• **STATED TASK**: Pull out every line of the material below that contains the string "grass".

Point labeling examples
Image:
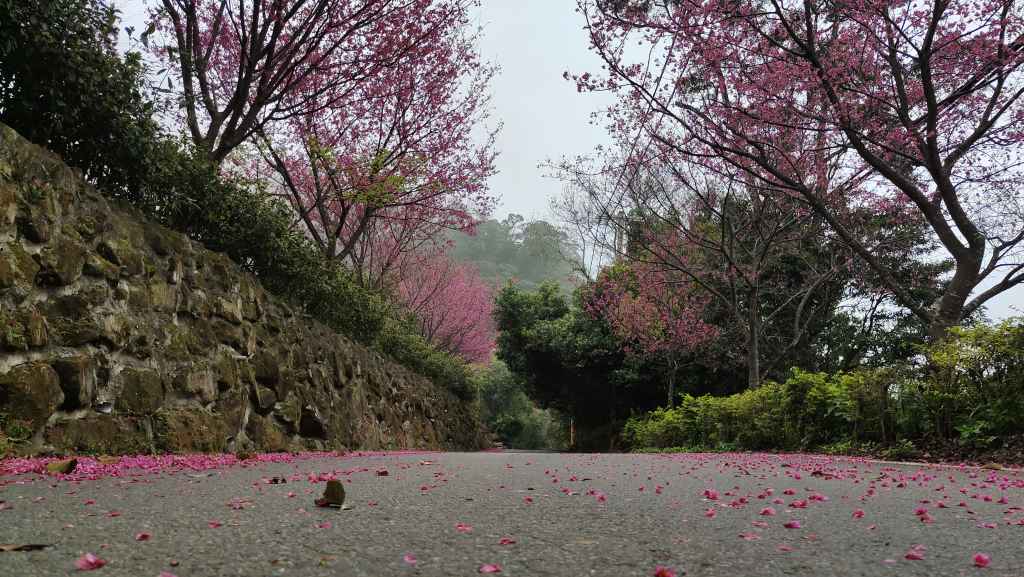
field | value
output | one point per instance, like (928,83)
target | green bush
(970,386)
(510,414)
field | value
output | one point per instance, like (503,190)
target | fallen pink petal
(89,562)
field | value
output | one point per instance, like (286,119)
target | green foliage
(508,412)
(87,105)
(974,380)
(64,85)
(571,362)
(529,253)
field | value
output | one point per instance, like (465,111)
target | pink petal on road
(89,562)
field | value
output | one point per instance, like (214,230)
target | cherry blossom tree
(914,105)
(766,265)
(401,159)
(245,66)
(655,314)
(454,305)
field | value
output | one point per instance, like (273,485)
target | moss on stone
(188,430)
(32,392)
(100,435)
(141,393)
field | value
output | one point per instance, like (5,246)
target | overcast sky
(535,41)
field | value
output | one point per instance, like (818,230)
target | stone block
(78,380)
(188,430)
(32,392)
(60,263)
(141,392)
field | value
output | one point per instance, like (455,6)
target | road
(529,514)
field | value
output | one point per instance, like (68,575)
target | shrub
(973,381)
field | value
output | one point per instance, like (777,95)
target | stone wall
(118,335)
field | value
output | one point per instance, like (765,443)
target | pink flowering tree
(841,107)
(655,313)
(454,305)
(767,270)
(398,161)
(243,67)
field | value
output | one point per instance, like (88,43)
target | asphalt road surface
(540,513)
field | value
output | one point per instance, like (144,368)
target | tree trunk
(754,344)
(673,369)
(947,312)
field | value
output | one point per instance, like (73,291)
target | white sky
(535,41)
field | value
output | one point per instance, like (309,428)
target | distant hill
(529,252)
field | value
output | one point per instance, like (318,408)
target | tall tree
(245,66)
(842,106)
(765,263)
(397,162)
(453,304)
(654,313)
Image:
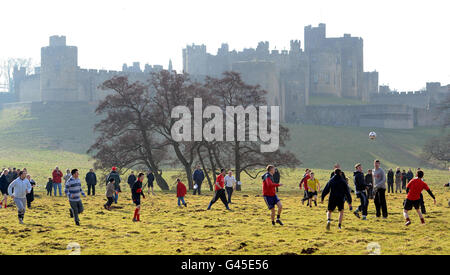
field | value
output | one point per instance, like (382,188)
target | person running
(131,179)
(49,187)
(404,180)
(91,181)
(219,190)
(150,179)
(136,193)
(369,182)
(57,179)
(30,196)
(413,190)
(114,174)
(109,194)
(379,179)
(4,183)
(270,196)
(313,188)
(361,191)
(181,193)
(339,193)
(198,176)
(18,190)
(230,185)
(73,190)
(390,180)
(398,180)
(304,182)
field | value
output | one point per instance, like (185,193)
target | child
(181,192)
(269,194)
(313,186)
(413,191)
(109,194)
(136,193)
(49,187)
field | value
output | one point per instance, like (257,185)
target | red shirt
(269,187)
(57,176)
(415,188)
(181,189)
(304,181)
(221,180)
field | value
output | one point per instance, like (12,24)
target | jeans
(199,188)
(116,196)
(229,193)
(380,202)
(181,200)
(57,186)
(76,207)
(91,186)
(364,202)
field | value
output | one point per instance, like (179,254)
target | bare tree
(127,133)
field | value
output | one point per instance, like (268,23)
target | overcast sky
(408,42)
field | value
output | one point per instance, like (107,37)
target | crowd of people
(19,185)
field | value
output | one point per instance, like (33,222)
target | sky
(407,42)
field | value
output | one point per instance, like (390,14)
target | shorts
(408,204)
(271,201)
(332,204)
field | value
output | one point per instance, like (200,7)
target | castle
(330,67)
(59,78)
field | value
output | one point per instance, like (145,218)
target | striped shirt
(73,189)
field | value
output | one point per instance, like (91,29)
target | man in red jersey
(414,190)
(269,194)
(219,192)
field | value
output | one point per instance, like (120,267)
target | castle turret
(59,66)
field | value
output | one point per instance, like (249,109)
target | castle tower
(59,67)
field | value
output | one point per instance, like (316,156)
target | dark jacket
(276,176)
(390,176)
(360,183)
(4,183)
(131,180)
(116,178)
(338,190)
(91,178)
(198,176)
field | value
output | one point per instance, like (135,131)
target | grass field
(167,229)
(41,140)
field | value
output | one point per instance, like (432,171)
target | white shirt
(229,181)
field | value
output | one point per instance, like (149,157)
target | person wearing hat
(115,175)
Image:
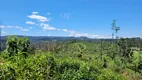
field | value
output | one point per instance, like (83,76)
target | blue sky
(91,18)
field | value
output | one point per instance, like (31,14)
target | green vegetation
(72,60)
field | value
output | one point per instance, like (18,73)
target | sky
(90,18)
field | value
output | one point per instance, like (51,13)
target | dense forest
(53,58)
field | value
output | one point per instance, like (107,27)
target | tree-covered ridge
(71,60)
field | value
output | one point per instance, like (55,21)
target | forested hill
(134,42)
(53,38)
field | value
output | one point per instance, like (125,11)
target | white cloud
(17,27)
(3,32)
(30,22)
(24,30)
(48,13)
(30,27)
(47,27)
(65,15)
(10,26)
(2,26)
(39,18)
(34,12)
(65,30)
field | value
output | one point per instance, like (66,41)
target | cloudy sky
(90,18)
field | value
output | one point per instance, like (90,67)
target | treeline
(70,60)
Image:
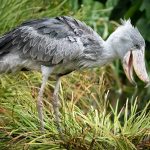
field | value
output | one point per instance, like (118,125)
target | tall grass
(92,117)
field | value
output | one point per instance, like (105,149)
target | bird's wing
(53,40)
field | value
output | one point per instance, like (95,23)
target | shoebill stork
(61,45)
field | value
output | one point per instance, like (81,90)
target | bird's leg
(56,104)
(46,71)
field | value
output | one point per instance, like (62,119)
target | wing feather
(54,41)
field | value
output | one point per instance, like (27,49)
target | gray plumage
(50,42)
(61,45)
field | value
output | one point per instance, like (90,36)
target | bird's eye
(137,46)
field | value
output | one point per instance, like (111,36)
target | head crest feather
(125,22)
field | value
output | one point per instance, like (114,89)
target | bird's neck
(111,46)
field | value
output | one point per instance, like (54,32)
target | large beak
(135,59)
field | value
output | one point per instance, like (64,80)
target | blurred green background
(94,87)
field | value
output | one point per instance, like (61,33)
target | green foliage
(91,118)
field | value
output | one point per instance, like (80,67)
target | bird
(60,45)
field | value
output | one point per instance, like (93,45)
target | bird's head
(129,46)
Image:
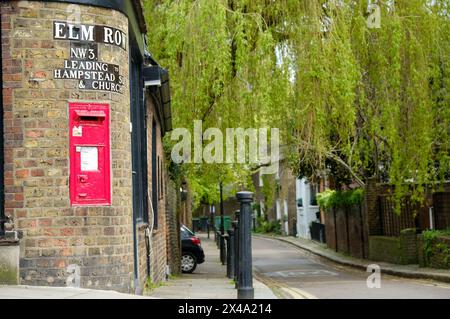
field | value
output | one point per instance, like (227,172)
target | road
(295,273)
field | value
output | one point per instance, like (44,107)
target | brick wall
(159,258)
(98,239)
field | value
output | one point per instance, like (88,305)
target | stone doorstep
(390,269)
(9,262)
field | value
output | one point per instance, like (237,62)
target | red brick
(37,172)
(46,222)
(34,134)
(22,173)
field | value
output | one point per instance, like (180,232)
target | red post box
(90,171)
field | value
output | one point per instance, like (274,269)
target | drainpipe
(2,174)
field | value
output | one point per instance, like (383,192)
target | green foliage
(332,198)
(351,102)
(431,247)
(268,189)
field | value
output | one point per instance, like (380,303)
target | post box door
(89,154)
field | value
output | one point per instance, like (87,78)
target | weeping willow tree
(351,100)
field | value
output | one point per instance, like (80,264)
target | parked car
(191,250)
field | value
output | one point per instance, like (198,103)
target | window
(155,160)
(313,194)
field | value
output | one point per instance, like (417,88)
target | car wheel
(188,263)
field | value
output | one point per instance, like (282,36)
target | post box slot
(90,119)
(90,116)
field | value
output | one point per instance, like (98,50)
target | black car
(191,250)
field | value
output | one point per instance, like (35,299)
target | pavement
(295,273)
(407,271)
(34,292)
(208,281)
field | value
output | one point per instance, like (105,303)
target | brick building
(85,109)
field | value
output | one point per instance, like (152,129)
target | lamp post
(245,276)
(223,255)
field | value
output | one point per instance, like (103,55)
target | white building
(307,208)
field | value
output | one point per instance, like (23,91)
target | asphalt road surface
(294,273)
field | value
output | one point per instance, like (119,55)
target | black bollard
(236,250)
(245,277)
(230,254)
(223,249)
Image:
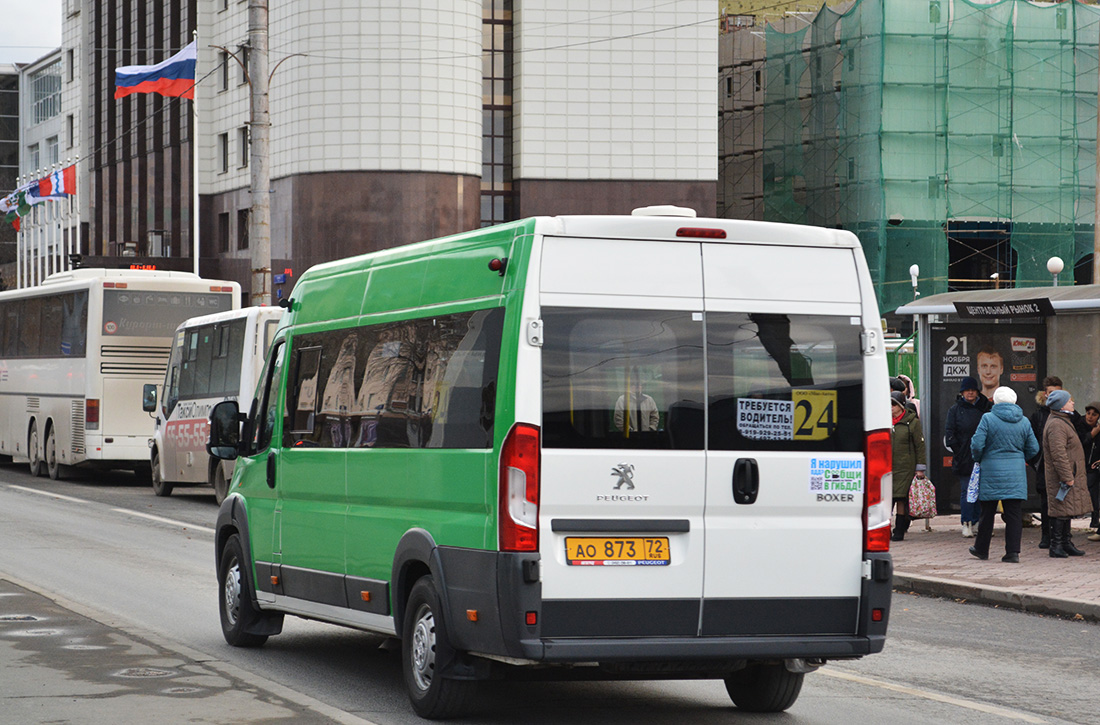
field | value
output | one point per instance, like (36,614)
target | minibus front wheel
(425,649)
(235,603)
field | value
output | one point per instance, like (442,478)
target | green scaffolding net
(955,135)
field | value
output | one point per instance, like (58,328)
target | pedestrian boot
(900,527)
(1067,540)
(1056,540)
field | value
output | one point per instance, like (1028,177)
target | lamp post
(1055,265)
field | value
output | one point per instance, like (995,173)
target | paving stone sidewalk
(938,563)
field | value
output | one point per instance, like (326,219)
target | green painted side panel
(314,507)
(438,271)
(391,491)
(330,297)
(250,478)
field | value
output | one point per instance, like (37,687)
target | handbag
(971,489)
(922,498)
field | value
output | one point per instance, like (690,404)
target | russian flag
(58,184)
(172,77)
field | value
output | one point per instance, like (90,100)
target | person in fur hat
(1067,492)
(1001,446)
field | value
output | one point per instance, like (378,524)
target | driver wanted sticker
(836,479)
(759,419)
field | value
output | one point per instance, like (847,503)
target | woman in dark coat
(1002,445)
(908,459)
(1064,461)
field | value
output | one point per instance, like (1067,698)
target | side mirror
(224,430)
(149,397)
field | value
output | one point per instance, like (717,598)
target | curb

• **SOLUTION TO THIS PROBLEM**:
target | grass field
target | tall grass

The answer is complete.